• _Your instructions_
In the data that follows, count each line holding the string "brown"; answer with the number only.

(Data supplied)

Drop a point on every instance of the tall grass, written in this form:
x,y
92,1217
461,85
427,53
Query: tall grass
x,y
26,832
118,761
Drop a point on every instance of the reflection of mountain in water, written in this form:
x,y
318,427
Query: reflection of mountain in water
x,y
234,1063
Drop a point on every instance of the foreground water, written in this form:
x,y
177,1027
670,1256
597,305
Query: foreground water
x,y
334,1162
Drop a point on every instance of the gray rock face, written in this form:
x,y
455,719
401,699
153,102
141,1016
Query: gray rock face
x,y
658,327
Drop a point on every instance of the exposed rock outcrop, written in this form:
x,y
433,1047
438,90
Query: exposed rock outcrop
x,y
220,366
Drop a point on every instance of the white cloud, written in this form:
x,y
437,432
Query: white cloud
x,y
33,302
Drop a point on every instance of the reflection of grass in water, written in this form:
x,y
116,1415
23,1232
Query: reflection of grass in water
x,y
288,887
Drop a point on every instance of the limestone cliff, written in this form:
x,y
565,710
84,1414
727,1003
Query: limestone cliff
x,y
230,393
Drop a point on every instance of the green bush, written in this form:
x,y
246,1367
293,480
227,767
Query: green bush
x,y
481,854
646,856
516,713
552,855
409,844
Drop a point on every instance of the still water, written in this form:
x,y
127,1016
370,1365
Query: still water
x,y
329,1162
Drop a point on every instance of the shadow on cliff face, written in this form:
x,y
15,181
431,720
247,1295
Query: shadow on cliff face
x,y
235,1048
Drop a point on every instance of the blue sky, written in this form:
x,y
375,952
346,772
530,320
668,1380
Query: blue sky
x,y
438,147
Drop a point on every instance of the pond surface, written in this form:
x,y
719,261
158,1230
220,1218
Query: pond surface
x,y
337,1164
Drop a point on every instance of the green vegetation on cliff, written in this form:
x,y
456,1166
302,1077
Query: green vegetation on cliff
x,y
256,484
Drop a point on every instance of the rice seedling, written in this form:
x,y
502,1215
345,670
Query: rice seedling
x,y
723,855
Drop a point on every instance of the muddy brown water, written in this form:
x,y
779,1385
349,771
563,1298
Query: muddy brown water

(End Data supplied)

• _Response_
2